## [SOURCE DOCUMENT]

+ + + + +

Noss has put in over 40 years of work in developing the ideas of conservation biology and has become an important figure in conservation planning and management as well as his work promoting naturalist education. Noss has been the Editor-in-Chief of the journal Conservation Biology (1993-1997), President of the Society for Conservation Biology (1999-2001), President of the North America Section of the Society for Conservation Biology (2006-2008), Governor-appointed member to the State of Florida’s Acquisition and Restoration Council (2006-2007), and the Vice Chair of the Adaptation for Climate-Sensitive Ecosystems and Resources Advisory Committee at the Climate Change Science Program (2007-2009).

Noss was professor of conservation biology and ecology, as well as the Director of Science and Planning in Conservation Ecology Laboratory at the University of Central Florida. His work encompasses the science of species and ecosystem vulnerability to sea-level rise, disturbance ecology, climate adaptation strategies, and ecosystem conservation and restoration.

+ + + + +

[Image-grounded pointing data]
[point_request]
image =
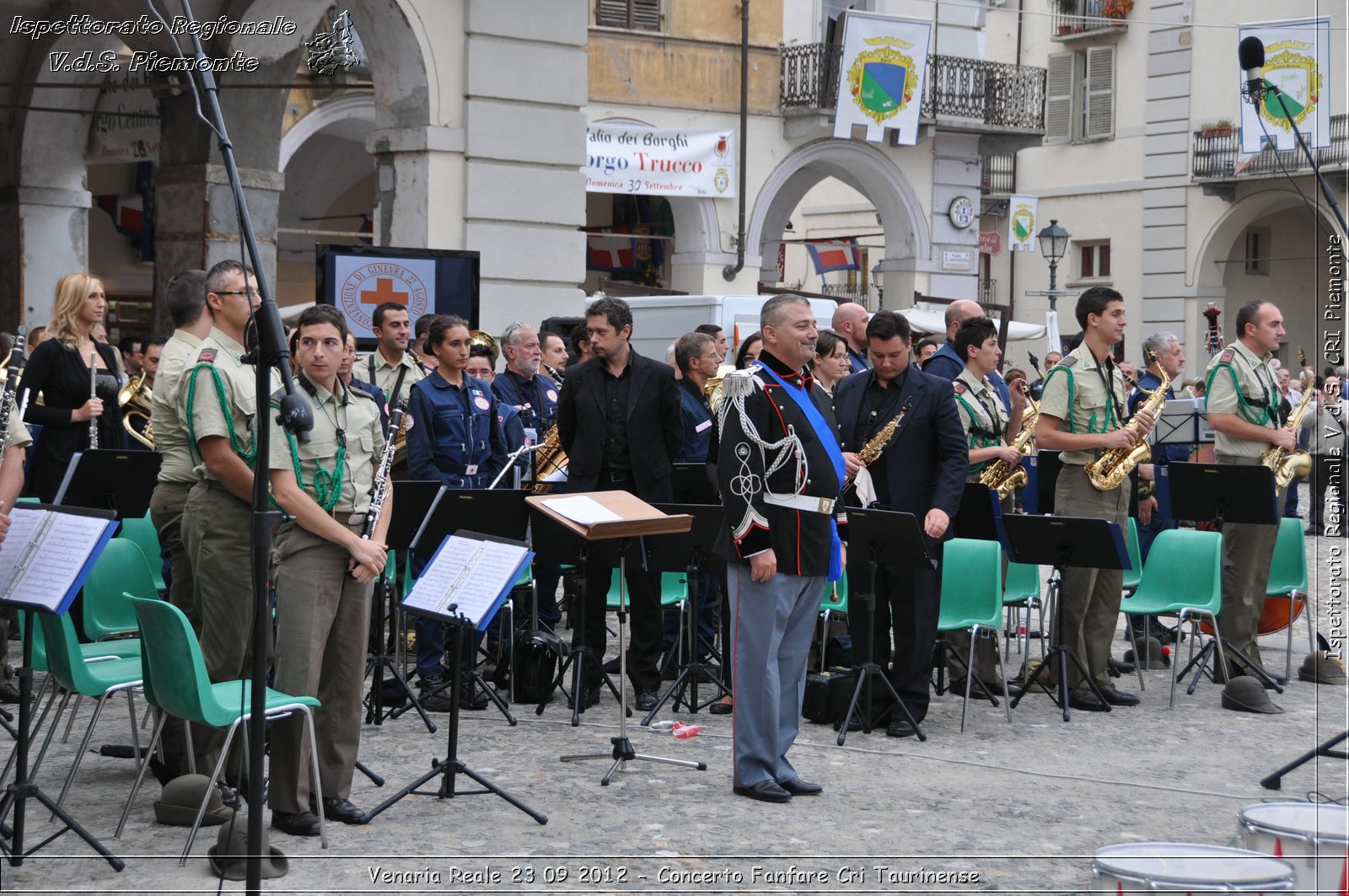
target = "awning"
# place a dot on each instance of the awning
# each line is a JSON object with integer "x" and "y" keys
{"x": 934, "y": 321}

+ + + + +

## [PROBLEM SET]
1 - Rewrite the passage on Noss's career starting at "Noss was professor" and ending at "conservation and restoration.", swapping "professor" for "lecturer".
2 - According to the passage on Noss's career, is each statement true? (a) Noss was President of the Society for Conservation Biology from 1999 to 2001. (b) Noss served as Editor-in-Chief of the journal Conservation Biology until 2001. (c) Noss's work includes disturbance ecology.

## [EXERCISE SOLUTIONS]
1 -
Noss was lecturer of conservation biology and ecology, as well as the Director of Science and Planning in Conservation Ecology Laboratory at the University of Central Florida. His work encompasses the science of species and ecosystem vulnerability to sea-level rise, disturbance ecology, climate adaptation strategies, and ecosystem conservation and restoration.

2 -
(a) Yes: "President of the Society for Conservation Biology (1999-2001)"
(b) No: "Editor-in-Chief of the journal Conservation Biology (1993-1997)"
(c) Yes: "His work encompasses the science of species and ecosystem vulnerability to sea-level rise, disturbance ecology"